### Task description
Pick out each line of the material below that contains the word "Detect", and copy those lines.

— START Records supplied —

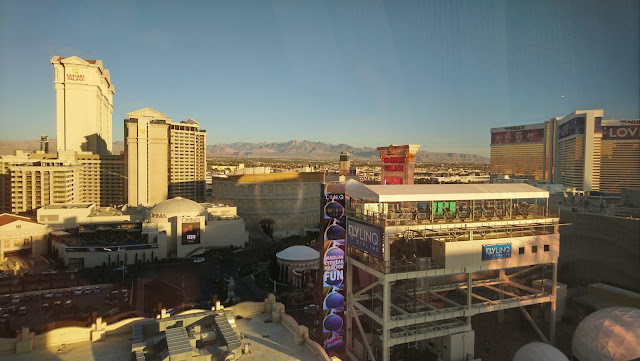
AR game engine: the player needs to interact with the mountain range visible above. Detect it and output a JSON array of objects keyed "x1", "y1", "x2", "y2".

— END Records supplied —
— START Records supplied —

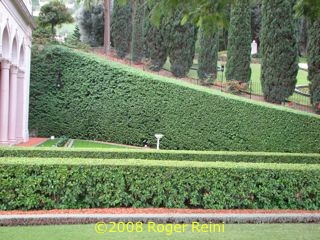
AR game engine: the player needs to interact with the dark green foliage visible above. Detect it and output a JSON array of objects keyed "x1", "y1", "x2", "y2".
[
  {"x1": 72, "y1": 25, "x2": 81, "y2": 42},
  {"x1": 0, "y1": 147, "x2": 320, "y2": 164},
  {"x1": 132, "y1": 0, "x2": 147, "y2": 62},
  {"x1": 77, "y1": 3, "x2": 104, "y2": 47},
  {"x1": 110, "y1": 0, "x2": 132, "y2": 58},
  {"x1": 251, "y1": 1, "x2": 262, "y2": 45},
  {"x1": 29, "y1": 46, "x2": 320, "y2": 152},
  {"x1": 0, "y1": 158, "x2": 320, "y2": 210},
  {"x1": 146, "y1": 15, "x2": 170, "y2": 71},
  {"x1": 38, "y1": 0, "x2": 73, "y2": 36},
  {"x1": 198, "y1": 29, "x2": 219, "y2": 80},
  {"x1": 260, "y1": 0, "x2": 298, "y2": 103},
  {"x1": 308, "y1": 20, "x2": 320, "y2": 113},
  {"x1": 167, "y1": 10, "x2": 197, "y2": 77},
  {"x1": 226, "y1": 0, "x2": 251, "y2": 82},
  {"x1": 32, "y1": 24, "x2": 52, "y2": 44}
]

— END Records supplied —
— START Records supplied —

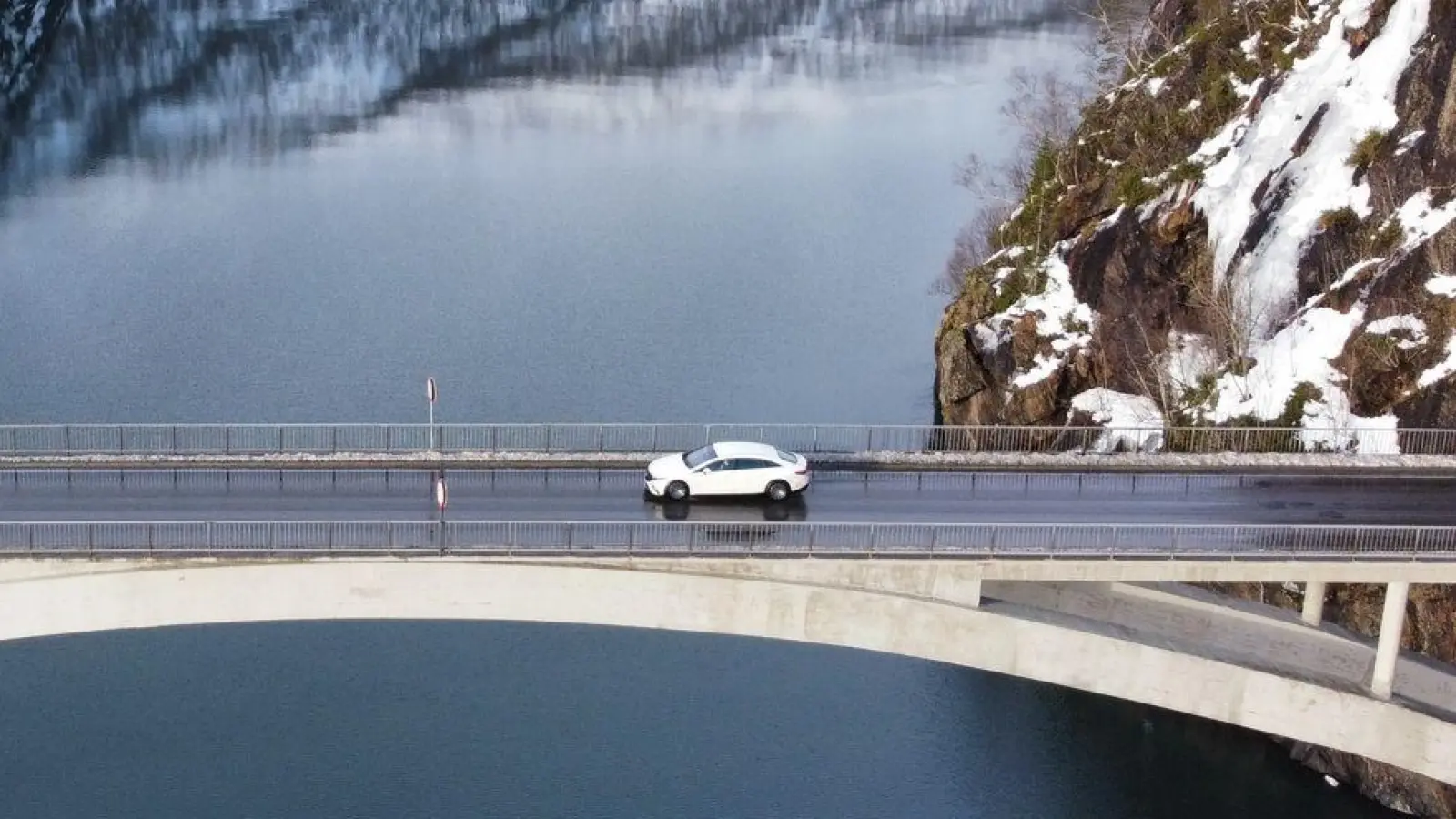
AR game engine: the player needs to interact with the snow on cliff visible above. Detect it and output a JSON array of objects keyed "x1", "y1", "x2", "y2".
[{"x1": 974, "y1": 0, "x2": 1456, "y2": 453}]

— END Records supplied —

### Final result
AR game engine: the player needs to interact with the mountain range visible above. Detect it and output a JSON array of objects keyed "x1", "y1", "x2", "y2".
AR game engine: the player needs to interact with the dark green foliage visible above. Detect it and output a JSON array of objects keyed "x1", "y1", "x2", "y2".
AR game engine: the player needs to interact with the snow on cliff visible above. Detect it and output a JSON array of objects keyed "x1", "y1", "x2", "y2".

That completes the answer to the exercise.